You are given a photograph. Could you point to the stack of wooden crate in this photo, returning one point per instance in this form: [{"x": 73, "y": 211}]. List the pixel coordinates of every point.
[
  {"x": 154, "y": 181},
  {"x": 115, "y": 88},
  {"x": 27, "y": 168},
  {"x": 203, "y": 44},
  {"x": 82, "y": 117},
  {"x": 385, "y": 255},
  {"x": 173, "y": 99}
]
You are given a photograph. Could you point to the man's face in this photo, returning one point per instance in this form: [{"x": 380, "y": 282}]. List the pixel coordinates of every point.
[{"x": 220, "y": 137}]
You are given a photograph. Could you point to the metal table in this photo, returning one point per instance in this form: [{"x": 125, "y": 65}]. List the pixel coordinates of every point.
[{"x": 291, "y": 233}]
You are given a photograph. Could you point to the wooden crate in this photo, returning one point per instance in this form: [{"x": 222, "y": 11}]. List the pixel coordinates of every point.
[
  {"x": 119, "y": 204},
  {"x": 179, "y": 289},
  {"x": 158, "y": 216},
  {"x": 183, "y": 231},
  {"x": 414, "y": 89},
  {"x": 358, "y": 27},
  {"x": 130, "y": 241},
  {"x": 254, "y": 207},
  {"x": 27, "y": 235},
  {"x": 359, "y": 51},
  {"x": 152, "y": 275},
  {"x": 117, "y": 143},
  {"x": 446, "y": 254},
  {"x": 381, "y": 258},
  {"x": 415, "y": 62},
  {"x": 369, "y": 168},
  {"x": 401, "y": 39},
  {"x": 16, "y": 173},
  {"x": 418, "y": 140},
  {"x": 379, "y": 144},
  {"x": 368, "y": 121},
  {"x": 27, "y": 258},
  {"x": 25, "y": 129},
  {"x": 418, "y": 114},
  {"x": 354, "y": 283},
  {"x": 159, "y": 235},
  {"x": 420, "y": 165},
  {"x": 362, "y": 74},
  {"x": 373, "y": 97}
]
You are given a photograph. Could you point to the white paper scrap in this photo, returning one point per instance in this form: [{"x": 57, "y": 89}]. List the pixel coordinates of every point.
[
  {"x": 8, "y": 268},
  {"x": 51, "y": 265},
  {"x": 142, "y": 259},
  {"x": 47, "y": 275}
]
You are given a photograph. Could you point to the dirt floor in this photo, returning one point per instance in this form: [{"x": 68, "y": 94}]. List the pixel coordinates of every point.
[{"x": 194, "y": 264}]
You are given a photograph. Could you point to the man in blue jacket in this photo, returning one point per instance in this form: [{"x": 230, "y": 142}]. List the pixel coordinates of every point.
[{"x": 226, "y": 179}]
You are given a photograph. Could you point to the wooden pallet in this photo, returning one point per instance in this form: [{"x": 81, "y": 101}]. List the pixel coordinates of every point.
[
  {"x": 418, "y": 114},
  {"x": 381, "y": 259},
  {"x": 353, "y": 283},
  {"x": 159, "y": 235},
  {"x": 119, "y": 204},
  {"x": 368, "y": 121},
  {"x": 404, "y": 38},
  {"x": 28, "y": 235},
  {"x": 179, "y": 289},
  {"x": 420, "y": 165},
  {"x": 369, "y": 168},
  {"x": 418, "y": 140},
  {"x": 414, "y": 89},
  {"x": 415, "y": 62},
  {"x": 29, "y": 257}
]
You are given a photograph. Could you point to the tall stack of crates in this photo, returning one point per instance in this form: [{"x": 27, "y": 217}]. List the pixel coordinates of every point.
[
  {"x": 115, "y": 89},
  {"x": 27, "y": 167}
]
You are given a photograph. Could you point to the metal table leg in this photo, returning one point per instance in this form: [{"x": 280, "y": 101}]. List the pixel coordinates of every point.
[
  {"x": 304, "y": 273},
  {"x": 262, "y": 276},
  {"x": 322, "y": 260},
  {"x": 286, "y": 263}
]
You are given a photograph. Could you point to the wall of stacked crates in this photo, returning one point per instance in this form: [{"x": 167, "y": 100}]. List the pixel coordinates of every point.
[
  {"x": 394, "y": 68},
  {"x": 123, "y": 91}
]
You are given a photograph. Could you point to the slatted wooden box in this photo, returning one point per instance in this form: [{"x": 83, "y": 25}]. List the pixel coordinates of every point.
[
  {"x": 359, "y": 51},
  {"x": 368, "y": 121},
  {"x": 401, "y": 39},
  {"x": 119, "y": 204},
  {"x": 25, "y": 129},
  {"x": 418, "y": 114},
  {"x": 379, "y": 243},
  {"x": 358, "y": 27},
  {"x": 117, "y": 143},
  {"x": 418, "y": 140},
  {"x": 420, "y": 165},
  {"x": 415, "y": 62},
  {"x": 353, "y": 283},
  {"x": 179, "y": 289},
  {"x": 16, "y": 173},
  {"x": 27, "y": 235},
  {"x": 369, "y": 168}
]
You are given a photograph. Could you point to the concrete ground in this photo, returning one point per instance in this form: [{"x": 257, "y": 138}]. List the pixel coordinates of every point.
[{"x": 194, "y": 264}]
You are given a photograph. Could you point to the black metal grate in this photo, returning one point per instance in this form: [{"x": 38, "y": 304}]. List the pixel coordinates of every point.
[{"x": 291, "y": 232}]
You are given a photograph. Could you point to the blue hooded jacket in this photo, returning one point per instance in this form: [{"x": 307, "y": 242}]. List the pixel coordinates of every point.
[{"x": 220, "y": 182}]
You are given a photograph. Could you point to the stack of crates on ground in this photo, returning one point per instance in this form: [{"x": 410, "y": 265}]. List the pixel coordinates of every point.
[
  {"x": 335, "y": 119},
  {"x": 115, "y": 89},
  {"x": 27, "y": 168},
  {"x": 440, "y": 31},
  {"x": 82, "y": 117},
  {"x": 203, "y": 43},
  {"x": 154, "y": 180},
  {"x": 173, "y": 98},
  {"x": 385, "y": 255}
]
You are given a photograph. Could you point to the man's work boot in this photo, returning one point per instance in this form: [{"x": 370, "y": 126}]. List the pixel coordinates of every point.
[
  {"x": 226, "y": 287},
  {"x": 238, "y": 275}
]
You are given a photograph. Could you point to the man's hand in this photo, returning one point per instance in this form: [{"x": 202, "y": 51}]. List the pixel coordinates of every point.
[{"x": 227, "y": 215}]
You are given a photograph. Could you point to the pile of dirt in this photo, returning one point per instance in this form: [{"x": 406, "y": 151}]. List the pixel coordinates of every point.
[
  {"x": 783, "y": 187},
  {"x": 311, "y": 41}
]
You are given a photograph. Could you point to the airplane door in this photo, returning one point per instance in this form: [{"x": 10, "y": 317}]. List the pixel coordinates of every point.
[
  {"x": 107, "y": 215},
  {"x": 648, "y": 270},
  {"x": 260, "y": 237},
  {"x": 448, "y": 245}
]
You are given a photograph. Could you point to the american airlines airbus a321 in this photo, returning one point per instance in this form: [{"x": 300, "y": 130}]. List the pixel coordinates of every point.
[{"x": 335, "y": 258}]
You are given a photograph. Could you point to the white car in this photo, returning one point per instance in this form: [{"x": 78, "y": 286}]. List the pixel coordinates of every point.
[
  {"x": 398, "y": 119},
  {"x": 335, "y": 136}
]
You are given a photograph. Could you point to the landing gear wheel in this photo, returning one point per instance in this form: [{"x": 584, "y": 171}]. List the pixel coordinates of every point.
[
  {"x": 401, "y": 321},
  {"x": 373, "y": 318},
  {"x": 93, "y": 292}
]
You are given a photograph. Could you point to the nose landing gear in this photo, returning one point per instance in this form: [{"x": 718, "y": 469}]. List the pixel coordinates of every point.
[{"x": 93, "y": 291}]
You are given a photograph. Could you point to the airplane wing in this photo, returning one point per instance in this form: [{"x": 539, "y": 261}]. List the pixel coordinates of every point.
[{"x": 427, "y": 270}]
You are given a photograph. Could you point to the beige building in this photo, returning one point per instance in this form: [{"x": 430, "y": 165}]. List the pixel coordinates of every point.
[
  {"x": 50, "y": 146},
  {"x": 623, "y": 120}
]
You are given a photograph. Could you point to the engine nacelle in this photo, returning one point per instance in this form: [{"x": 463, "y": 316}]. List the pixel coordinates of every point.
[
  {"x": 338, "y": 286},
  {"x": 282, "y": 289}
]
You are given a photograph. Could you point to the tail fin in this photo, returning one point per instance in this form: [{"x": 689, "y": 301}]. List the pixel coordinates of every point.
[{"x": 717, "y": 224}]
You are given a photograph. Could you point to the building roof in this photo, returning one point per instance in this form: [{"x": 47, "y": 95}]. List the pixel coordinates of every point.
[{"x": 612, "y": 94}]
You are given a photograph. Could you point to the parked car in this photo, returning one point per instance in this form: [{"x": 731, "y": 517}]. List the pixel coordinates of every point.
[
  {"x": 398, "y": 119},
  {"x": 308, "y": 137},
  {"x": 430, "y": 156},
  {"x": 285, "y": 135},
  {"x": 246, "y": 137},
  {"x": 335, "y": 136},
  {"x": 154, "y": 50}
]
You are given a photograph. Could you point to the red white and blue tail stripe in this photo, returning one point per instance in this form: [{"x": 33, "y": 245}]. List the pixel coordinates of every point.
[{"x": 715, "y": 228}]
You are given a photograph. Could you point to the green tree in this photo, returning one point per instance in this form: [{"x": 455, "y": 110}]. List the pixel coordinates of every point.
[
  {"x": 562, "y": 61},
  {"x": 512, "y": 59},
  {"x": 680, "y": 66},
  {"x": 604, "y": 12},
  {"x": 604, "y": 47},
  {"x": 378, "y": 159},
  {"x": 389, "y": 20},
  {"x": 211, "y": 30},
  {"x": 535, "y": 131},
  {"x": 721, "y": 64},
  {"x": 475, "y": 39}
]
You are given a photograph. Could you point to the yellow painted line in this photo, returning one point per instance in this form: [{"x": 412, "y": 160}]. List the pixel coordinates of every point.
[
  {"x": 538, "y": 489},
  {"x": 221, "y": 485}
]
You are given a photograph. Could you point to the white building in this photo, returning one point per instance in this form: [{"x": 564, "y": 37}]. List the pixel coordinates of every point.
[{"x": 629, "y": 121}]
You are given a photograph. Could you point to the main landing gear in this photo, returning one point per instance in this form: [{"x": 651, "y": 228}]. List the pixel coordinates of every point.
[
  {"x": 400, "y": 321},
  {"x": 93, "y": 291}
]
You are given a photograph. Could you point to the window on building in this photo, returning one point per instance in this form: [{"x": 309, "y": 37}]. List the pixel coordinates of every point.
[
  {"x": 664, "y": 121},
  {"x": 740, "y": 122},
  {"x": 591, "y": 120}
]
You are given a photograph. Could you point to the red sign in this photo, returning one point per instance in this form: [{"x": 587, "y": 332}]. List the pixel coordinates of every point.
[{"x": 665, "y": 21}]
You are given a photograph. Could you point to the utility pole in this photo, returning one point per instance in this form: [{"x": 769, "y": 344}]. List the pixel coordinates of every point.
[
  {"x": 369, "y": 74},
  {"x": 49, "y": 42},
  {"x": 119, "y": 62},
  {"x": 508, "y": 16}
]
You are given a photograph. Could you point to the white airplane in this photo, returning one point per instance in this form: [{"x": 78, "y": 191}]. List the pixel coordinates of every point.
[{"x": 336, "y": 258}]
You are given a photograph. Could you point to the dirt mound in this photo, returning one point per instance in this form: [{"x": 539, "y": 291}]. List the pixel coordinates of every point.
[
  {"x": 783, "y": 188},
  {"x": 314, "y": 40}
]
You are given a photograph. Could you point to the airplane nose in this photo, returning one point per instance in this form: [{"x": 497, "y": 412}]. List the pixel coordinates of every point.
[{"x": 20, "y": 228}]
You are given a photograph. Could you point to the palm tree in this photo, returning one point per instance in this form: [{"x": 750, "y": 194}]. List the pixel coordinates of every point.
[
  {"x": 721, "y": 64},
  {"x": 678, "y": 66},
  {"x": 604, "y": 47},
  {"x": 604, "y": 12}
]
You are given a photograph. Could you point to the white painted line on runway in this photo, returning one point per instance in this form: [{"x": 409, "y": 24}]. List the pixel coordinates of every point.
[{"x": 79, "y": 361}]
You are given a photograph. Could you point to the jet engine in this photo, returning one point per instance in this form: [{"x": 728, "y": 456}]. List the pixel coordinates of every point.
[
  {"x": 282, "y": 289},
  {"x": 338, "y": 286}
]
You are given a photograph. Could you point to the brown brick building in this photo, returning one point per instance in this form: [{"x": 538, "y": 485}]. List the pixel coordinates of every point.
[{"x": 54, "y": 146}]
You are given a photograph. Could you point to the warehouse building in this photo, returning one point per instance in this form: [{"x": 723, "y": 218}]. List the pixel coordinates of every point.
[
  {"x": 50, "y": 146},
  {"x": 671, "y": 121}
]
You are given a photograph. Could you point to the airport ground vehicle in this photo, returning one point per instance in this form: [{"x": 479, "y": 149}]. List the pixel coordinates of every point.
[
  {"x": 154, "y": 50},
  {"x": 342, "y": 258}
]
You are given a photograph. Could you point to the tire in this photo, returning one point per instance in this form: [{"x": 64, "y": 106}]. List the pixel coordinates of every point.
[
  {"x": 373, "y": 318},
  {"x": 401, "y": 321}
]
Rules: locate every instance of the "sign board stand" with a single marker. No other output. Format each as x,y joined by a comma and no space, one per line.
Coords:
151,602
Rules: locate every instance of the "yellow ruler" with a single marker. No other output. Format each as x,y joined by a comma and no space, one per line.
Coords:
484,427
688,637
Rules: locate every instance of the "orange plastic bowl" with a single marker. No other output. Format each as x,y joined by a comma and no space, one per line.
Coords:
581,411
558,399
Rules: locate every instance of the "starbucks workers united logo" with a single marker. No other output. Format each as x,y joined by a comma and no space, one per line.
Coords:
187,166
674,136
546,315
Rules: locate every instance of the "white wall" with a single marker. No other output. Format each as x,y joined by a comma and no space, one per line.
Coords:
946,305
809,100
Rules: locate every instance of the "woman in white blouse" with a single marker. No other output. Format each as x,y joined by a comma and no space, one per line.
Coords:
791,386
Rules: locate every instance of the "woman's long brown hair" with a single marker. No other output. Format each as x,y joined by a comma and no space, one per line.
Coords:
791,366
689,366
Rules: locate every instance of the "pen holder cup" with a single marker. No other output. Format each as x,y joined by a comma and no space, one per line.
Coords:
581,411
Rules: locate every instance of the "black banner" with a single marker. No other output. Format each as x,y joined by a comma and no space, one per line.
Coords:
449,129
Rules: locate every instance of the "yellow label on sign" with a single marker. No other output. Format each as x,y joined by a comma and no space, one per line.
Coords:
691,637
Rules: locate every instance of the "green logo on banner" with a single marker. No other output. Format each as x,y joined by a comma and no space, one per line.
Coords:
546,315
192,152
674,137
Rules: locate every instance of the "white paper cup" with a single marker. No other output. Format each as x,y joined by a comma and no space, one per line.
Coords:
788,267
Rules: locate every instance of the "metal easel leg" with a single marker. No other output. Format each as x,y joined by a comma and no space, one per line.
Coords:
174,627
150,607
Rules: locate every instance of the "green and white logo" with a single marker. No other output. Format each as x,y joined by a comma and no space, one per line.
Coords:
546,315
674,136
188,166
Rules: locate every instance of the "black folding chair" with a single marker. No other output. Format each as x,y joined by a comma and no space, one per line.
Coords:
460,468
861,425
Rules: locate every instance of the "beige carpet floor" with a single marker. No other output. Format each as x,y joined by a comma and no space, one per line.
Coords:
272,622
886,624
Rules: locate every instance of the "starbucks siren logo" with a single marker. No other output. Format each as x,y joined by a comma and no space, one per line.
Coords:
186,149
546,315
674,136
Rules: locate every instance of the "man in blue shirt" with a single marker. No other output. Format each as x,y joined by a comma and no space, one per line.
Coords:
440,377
------------------------------------------------------------------------
*PROBLEM:* Copy each line above holding "banner".

*TASK OUTPUT:*
Rules: locate every instance of the "black banner" with a single marker. No other output. Format each as x,y joined by a comma and no space, one per line.
Rules: locate every instance of the "green logo on banner" with a single marker. No other output. Format each as x,y joined by a comma and no space, one per line.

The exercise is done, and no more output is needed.